Exercise objective: Print the line that contains "Target: backpack shoulder strap" and every line after it through the last line of the records below, exactly as written and nothing else.

=-=-=-=-=

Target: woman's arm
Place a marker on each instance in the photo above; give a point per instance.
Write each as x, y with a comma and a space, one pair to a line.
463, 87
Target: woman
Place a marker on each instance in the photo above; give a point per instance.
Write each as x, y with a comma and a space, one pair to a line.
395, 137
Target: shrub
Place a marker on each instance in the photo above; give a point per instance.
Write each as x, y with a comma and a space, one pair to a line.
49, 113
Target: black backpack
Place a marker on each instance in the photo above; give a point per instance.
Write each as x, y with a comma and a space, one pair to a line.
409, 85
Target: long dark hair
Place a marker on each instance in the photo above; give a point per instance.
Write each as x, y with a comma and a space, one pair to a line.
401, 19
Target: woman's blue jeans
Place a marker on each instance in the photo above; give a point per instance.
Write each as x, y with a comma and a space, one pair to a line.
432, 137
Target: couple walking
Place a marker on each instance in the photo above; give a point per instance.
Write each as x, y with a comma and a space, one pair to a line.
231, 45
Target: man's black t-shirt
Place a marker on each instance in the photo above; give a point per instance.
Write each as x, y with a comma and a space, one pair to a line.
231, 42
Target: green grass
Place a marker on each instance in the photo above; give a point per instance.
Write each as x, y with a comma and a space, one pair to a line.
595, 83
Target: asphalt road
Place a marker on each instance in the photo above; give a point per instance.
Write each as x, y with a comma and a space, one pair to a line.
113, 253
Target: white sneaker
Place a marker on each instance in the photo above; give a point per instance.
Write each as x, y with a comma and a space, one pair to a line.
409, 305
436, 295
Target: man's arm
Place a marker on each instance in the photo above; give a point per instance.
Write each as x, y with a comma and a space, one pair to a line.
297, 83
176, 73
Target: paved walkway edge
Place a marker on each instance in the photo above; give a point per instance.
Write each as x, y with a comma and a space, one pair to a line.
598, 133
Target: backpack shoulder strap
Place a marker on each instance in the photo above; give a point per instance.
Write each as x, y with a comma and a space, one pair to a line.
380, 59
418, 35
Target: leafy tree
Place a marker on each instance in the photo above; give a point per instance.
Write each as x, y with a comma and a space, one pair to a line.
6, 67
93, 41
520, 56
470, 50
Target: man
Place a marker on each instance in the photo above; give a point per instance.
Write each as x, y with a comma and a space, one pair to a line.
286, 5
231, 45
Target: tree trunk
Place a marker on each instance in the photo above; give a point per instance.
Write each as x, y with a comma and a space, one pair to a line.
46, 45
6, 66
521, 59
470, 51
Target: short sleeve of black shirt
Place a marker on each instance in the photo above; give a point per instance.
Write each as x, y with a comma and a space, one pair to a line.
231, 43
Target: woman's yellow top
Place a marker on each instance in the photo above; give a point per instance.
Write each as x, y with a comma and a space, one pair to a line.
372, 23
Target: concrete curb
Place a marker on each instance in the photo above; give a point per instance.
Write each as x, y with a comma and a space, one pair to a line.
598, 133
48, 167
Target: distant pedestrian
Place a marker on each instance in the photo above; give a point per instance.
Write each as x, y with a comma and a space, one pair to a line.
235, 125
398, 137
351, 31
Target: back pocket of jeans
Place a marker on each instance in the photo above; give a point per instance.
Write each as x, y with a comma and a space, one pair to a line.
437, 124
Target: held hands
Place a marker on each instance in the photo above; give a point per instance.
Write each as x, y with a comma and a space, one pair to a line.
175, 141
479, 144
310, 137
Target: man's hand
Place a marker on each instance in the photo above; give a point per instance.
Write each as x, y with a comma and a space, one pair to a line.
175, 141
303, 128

=-=-=-=-=

Result of the task:
Target: backpack shoulder strap
Place a marker on each instance in the photo above; give a point per instance.
Write each as x, y with a comma and a space, one pair to a line.
380, 59
418, 35
Target: leafy tree
Place a marker on each instance in the photo above; give a point per instance.
Write each as x, y with a comma and a space, one pair to a line.
6, 67
93, 41
520, 56
470, 50
Target: man
Place a marker on each instance in the photo above; give a point per instance.
Write each as x, y with a comma and a space, one pair to a line.
286, 5
231, 45
Target: tree trunk
Place a marker on each instance in the photo above; give a point per instance.
Write each as x, y with a comma and a space, one pair to a line.
46, 45
6, 66
521, 59
470, 51
Target: short sleeve of black shirt
Place a marker on each instance in the photo above; give a point per instance.
Write each as x, y with a comma and a space, one pair to a line.
231, 43
Target: woman's yellow top
Place a marker on each instance in the photo above; give a point per instance.
Write each as x, y with a comma and a space, one pair to a line.
372, 23
Target: concrete curb
Place a marker on each instance in the photo above; give a point per instance.
Write each as x, y with a comma and a space, one pair to a line.
598, 133
48, 167
Target: distant pedestrian
Place a marker on each instance in the photo above; give a point per instance.
Write each as x, y with a comma and a space, one pair to a line.
235, 125
398, 137
351, 31
Target: back pocket of jeans
Place a marker on each instance in the photo above; give a point per instance.
Write each as x, y with a comma and a space, one pair to a line.
437, 124
Target: held hands
Place a marker on each instance in the photo above; give a point per instance.
Write each as x, y with a comma and a space, one pair to a line.
175, 141
479, 144
310, 137
Target: man's hand
Place a marker on each instance in the photo above; give a point per instance.
Write each as x, y with a comma and a space, one pair to a line.
175, 141
303, 128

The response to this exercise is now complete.